Tuesday, August 05, 2003

Throw Your Back Into It, Stupid

Smart me. Today I must've moved the wrong way or turned a funny direction or something. Around mid-afternoon the muscles in the right side of my back went haywire and since then it's been torturous to move in certain ways. I just stepped out of a hot shower, hoping the water would loosen up the muscles that seem tighter than a drum. I have trouble sitting, getting back up, twisting to one side, reaching over and down with my right arm, and a whole host of other otherwise mundane 'ings.' I'm sitting in the chair now dreading getting up.

The obvious answer is that I shouldn't have dragged that five-shelf bookcase up a flight of stairs to the second floor this morning. But, really, I didn't do anything extraordinary. I just slowly eased the thing up onto each next step, one at a time. I don't recall pulling anything then, and the pain didn't come till hours later, after I'd been sitting on the couch for a few hours doing work on the laptop. Still, the mind wants to make connections, and this is the easiest explanation that accounts for the data.

It could also have happened while I was vacuuming the entryway. (That'll teach me to clean the house! Last time I try that! [snort]) At one point the belt slipped off the upright and I had to, well, UN-upright it and take the plastic bottom off, holding it between my knees at a weird angle and cleaning out the gunk and hair while putting the belt back on properly. Perhaps I held something at an odd angle for too long and yanked something then.

Doesn't matter. What does matter is that I'd love to go sink into the waterbed right now and let the warm water in the mattress (and the relaxation) help the muscles unknot. But I'm afraid I won't be able to get back out. Plus, the TV that was in our bedroom had to be sent back to AT&T (we got it free as part of their cable rewards program but the picture was all goofed up), so we're TV-less in there for the next few weeks. Normally, that's no big deal since until a few months ago I'd never had a TV in my bedroom, ever. But at times like this it would be nice to go in there and relax and watch some TV.

It'd be a perfect situation in which to read a book (currently I'm reading Anne Rice's Queen of the Damned), but I've never mastered the art of reading a book in that sloshy waterbed. Severe motion sickness comes to mind. Literally.

§ **DATA LISTING**:
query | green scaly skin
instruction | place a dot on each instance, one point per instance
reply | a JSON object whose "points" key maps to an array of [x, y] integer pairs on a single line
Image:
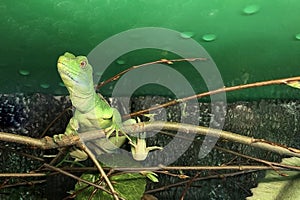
{"points": [[92, 112]]}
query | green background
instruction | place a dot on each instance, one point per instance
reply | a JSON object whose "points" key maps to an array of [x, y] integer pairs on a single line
{"points": [[255, 40]]}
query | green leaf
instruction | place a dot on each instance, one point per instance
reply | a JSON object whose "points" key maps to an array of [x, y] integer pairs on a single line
{"points": [[130, 186], [274, 186], [151, 175]]}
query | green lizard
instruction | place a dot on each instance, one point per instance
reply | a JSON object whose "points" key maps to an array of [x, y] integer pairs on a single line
{"points": [[92, 112]]}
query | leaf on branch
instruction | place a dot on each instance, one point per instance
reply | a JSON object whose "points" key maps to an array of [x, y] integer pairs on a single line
{"points": [[130, 186], [279, 186]]}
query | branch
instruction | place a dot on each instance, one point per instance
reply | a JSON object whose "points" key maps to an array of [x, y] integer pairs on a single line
{"points": [[48, 143], [220, 90], [169, 62]]}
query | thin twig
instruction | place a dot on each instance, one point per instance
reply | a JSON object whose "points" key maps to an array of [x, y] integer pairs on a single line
{"points": [[22, 174], [220, 90], [117, 76], [102, 172], [199, 179], [75, 177]]}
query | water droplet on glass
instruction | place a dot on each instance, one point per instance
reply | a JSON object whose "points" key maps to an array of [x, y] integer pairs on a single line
{"points": [[44, 85], [251, 9], [24, 72], [209, 37], [121, 62], [186, 35]]}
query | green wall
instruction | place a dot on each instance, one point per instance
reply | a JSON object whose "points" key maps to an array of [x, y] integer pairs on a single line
{"points": [[255, 40]]}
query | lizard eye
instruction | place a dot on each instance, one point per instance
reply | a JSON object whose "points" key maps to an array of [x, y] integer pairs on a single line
{"points": [[83, 64]]}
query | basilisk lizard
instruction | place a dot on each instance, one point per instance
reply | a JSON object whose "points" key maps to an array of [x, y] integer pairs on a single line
{"points": [[92, 112]]}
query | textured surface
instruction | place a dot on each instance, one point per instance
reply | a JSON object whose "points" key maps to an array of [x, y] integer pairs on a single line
{"points": [[249, 40]]}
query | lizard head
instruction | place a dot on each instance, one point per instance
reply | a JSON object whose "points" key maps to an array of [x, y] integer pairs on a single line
{"points": [[76, 73]]}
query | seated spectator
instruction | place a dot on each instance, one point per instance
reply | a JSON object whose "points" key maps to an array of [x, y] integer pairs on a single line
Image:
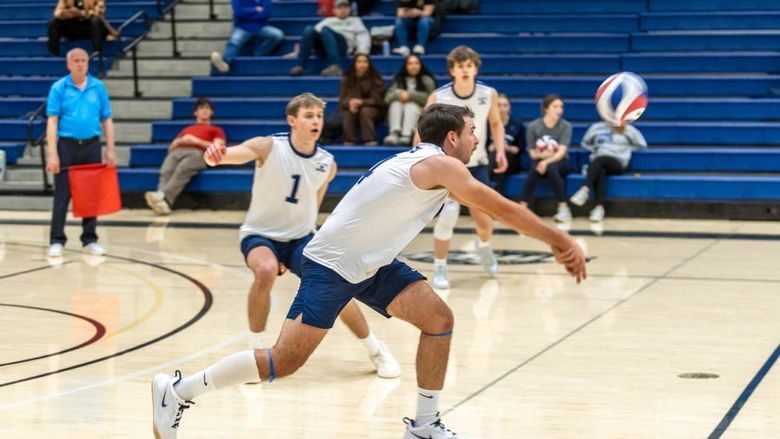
{"points": [[548, 141], [250, 31], [185, 157], [406, 97], [411, 15], [337, 36], [360, 99], [610, 151], [514, 135], [80, 20]]}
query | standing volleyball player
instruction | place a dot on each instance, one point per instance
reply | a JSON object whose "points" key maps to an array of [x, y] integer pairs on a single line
{"points": [[464, 90], [348, 258], [291, 177]]}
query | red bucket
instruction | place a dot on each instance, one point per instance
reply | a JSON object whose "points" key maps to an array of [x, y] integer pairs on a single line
{"points": [[94, 189]]}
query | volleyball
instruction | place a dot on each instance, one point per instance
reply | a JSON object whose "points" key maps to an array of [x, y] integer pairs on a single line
{"points": [[621, 98]]}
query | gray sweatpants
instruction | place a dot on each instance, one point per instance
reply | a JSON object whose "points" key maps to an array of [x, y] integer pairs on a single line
{"points": [[180, 165]]}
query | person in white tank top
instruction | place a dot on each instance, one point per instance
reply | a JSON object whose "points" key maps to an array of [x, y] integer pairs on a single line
{"points": [[464, 90], [353, 256], [291, 177]]}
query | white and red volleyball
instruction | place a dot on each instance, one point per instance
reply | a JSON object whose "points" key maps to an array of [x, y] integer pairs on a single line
{"points": [[621, 98]]}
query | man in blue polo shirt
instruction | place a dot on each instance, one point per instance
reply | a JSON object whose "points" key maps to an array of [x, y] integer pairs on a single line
{"points": [[76, 108]]}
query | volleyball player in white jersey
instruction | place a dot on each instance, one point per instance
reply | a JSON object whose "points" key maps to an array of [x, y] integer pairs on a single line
{"points": [[353, 255], [464, 90], [291, 177]]}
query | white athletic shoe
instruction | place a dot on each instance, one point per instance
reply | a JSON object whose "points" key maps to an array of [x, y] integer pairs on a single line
{"points": [[487, 259], [94, 249], [56, 250], [432, 430], [580, 197], [440, 279], [386, 364], [563, 215], [167, 406], [597, 214]]}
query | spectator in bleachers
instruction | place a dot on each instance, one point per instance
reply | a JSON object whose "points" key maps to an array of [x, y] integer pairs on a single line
{"points": [[185, 157], [413, 15], [406, 97], [337, 36], [514, 135], [361, 99], [77, 108], [610, 151], [547, 139], [80, 20], [250, 27]]}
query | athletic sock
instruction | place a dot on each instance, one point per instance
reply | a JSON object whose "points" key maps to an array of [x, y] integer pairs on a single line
{"points": [[234, 369]]}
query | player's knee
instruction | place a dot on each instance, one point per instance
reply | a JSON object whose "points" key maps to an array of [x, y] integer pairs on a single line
{"points": [[447, 220]]}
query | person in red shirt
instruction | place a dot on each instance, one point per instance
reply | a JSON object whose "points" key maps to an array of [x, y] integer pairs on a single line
{"points": [[185, 157]]}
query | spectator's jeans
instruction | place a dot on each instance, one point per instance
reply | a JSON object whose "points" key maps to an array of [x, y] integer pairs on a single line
{"points": [[402, 117], [333, 43], [74, 29], [71, 153], [180, 165], [403, 25], [263, 40], [556, 173]]}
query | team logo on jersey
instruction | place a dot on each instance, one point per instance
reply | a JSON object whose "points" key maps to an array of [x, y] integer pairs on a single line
{"points": [[505, 257]]}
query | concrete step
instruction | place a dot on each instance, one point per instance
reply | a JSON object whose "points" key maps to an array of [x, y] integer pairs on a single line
{"points": [[199, 29], [162, 67], [192, 47], [130, 131], [25, 202], [141, 108], [200, 11], [149, 87]]}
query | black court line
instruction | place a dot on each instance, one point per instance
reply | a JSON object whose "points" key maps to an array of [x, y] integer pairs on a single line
{"points": [[458, 230], [208, 300], [743, 397], [31, 270], [100, 331], [575, 331]]}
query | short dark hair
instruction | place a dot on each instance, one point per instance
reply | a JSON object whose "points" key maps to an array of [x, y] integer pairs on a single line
{"points": [[439, 119], [202, 102]]}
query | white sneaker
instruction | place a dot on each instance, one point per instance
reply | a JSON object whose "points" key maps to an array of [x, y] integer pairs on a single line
{"points": [[386, 364], [563, 215], [580, 197], [403, 51], [487, 259], [597, 214], [56, 250], [95, 249], [432, 430], [440, 279], [156, 201], [167, 406], [219, 63]]}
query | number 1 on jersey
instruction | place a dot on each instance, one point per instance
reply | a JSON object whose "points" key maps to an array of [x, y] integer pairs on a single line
{"points": [[296, 181]]}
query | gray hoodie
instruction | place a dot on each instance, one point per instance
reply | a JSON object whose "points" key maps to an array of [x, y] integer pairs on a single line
{"points": [[601, 140]]}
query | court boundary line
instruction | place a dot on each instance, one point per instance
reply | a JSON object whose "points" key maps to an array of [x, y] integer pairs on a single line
{"points": [[571, 333], [745, 395]]}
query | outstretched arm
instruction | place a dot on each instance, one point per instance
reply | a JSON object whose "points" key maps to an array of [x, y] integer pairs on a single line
{"points": [[451, 174], [256, 148]]}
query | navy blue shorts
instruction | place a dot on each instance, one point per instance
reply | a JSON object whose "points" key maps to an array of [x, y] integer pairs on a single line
{"points": [[288, 253], [481, 173], [324, 293]]}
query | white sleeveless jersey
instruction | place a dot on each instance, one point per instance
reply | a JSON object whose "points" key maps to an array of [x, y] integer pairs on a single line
{"points": [[284, 193], [377, 218], [479, 102]]}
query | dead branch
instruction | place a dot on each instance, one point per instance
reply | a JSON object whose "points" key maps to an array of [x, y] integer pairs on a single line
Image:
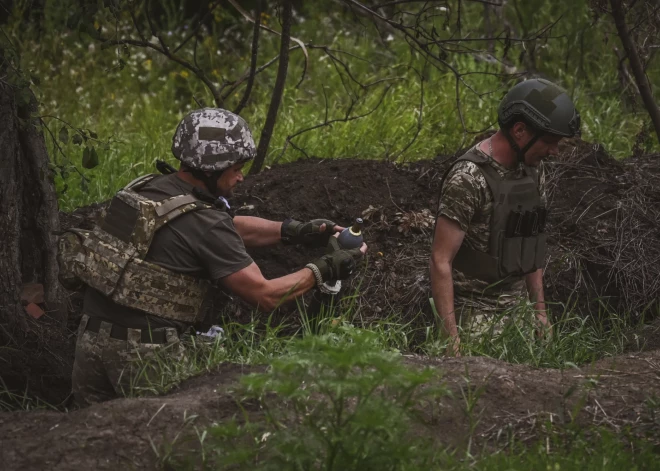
{"points": [[619, 17], [253, 60], [326, 122], [278, 89]]}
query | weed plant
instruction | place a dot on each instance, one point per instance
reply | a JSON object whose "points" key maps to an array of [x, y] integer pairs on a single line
{"points": [[333, 402], [339, 401]]}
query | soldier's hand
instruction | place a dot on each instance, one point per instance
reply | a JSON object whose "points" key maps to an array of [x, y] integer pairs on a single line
{"points": [[314, 233], [338, 265], [543, 326]]}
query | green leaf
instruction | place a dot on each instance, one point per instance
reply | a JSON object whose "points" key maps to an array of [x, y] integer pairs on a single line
{"points": [[90, 158], [64, 135]]}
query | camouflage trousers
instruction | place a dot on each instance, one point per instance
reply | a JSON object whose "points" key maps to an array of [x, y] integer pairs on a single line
{"points": [[486, 315], [105, 367]]}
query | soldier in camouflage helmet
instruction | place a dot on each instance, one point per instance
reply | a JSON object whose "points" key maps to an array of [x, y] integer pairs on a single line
{"points": [[164, 242], [490, 240]]}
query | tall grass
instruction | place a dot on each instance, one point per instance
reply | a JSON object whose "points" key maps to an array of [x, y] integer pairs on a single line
{"points": [[339, 401]]}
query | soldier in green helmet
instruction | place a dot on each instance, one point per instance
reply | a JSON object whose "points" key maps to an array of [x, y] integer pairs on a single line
{"points": [[490, 241], [164, 242]]}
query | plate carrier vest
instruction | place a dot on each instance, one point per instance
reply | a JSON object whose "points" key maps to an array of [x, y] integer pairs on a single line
{"points": [[517, 244], [110, 258]]}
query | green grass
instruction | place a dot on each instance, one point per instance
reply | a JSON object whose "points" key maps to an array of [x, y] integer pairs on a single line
{"points": [[341, 401], [135, 107]]}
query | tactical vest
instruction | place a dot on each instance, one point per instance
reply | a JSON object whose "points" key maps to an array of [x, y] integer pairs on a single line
{"points": [[517, 244], [110, 258]]}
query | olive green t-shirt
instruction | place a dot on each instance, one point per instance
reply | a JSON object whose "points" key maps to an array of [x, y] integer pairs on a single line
{"points": [[202, 243]]}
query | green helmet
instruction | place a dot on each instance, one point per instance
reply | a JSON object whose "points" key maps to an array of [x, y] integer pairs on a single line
{"points": [[544, 105]]}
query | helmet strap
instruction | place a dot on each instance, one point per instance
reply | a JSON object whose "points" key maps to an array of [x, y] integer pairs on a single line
{"points": [[520, 152], [210, 181]]}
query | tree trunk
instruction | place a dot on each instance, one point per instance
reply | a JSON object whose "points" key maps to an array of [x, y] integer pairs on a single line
{"points": [[278, 90], [619, 16], [28, 218]]}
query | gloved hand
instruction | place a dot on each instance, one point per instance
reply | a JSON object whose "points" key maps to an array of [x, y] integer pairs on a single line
{"points": [[338, 265], [307, 233]]}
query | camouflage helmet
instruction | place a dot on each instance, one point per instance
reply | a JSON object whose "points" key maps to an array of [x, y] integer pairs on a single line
{"points": [[542, 104], [212, 139]]}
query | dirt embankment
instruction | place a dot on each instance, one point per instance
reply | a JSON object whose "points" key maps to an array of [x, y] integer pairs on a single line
{"points": [[125, 432], [604, 222]]}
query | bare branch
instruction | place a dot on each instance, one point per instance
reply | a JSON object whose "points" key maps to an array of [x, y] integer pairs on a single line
{"points": [[296, 40], [347, 117], [253, 60], [278, 89]]}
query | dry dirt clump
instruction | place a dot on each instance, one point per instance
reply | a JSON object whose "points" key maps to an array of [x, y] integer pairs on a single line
{"points": [[604, 218], [512, 399], [602, 246]]}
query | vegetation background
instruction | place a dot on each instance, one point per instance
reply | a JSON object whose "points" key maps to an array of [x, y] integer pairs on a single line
{"points": [[131, 98], [111, 107]]}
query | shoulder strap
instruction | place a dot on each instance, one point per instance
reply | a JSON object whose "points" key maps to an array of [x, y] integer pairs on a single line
{"points": [[473, 157], [139, 182]]}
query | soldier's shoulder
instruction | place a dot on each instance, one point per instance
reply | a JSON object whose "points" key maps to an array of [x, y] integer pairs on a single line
{"points": [[465, 172], [464, 167]]}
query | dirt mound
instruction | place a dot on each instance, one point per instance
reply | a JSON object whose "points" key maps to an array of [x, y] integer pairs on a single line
{"points": [[602, 227], [603, 246], [515, 399]]}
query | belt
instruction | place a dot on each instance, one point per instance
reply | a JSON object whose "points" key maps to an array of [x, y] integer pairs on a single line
{"points": [[121, 333]]}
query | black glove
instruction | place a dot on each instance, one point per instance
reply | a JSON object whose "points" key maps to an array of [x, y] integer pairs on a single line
{"points": [[334, 266], [307, 233]]}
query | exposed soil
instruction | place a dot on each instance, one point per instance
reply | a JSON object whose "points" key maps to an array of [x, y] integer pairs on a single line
{"points": [[603, 250], [133, 433]]}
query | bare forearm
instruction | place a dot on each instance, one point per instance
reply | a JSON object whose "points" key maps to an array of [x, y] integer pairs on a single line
{"points": [[287, 288], [258, 232], [442, 289]]}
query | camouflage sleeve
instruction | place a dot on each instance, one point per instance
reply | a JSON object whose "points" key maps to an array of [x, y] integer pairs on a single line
{"points": [[462, 193], [542, 185]]}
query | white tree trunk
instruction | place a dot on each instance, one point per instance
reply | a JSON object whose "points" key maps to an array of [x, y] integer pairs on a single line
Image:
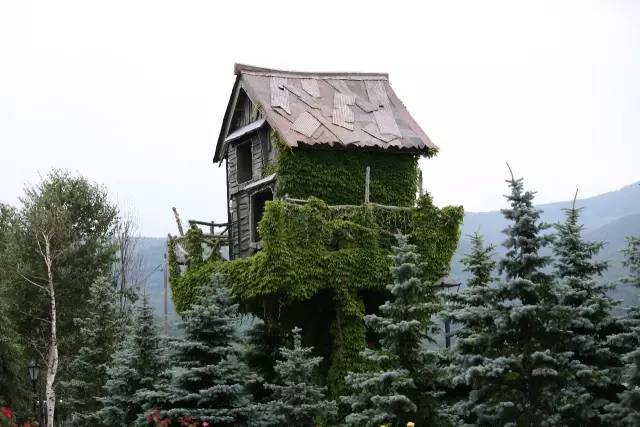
{"points": [[52, 356]]}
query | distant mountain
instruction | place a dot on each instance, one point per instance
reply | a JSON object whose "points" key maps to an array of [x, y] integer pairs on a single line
{"points": [[608, 217]]}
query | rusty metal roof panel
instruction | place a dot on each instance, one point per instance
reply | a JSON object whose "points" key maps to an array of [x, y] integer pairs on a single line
{"points": [[358, 110]]}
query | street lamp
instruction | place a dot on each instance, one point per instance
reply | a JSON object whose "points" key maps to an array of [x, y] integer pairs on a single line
{"points": [[33, 376]]}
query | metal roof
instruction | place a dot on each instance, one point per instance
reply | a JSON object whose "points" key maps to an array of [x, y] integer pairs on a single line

§ **YOUR INSTRUCTIONS**:
Revise the back-pain post from the words "Doesn't matter. What" through "watch some TV.", replacing "waterbed" with "bed". You won't need the lines to do what follows.

§ **TASK SOLUTION**:
Doesn't matter. What does matter is that I'd love to go sink into the bed right now and let the warm water in the mattress (and the relaxation) help the muscles unknot. But I'm afraid I won't be able to get back out. Plus, the TV that was in our bedroom had to be sent back to AT&T (we got it free as part of their cable rewards program but the picture was all goofed up), so we're TV-less in there for the next few weeks. Normally, that's no big deal since until a few months ago I'd never had a TV in my bedroom, ever. But at times like this it would be nice to go in there and relax and watch some TV.